──────── Available records

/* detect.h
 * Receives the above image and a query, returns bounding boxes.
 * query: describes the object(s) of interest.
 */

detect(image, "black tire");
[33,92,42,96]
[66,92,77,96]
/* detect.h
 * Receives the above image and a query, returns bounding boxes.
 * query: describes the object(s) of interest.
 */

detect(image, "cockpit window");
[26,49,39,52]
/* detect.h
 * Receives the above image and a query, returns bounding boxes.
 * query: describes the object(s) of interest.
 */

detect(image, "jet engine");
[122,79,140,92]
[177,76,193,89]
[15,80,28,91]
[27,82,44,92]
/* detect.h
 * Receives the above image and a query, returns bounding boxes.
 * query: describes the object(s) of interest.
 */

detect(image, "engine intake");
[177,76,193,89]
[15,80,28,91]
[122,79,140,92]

────────────────
──────── Available records

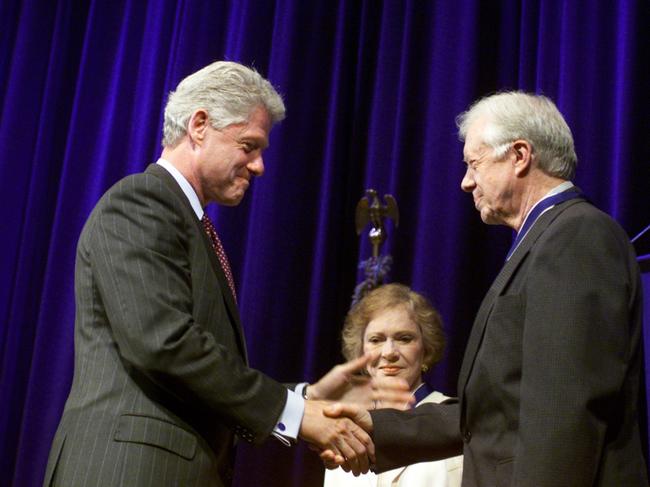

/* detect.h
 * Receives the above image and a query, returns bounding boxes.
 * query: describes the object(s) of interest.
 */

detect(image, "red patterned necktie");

────────────────

Work instructions - Identify every line of the lines above that contains the string "engine", copying each one in full. Case counts.

The output -
detect(image, "jet engine");
detect(image, "engine intake");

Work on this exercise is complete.